◆ Set problem
Return each of the following items word for word, without any changes.

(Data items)
┄┄┄┄┄┄┄┄┄┄

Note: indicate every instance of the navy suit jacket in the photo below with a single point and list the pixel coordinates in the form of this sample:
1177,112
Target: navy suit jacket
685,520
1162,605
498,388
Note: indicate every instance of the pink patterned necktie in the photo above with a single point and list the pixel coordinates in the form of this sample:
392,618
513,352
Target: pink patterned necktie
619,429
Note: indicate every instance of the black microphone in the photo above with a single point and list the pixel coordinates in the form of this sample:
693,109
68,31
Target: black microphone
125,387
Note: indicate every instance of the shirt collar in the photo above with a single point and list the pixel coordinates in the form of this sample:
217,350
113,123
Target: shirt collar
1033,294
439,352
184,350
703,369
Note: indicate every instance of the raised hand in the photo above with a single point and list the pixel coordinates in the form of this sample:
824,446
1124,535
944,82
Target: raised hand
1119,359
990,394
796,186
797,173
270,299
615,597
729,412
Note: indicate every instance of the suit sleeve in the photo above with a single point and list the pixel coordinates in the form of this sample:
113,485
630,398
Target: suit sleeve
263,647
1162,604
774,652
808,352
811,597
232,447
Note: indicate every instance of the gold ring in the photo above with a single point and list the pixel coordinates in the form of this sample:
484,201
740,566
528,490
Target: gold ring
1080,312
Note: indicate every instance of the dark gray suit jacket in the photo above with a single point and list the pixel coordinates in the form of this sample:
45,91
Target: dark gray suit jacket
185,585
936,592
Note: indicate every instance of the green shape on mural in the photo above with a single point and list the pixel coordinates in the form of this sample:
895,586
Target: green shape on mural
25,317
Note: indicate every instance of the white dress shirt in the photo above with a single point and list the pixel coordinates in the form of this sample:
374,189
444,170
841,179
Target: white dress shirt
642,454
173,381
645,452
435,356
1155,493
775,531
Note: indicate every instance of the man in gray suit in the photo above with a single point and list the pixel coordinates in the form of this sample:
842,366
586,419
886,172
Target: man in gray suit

┄┄┄┄┄┄┄┄┄┄

◆ The response
Note: indicate every instance of the navy suit jacket in the photo below with a single point and list the pixel coordinates in the form of this sample:
1177,112
Target: navy suit jacket
685,520
1162,605
498,388
Note: indicate every instance of the pink patterned necktie in the photo above with a single point and list the pixel coordinates in the form of this sample:
392,618
513,352
Target: pink patterned necktie
619,429
Note: indicate every instance of the black microphone in the photo above with a single point and list the pixel coordinates in the form of this sample:
693,109
68,31
Target: black microphone
125,387
Note: indicate every instance of the shirt collar in the photo above with a single point and list the pixel coordinates in the form of this sample:
217,350
113,123
Target: shirt collar
1033,294
439,352
184,350
703,369
Note: indicate every instance of the raised hand in the photo above with a single point and list the pixel coordinates in the form of this sample:
824,446
1124,535
944,82
Target: raised hand
1119,359
990,394
796,186
797,173
270,299
615,597
729,412
Note: indicate every instance of the suit sleeve in the photo above with a single point and list the pixel coordinates in the form of this sample:
113,485
630,398
Target: suit sleeve
263,647
1162,604
774,652
808,352
811,597
232,447
Note: indicate every instance of the gold ring in the photo above with a single point and list the pixel coordinates in the form of this sample:
484,201
740,566
528,490
Target: gold ring
1080,312
Note: indicate every instance of the dark gray suit jacket in the photo above with a single point and list the pixel coordinates in the form of this sample:
45,91
Target: dark gray suit jacket
185,585
936,592
Note: indicate every instance of the green shape on mural in the photo above with a single point and list the pixel coordinates in the form of this sample:
895,586
Target: green shape on mural
25,317
Note: indicate every instance of the white dress shirt in the photo above with a single point and list the pixel coordinates in the form of this sample:
374,189
444,170
841,179
Target: white dress shirt
642,454
173,381
645,452
435,356
1155,493
775,531
Note: indicate every instance of the man in gray suit in the photo above with a single point and list the pixel coordinates in the form of this sample:
842,366
586,419
886,172
Target: man in gray suit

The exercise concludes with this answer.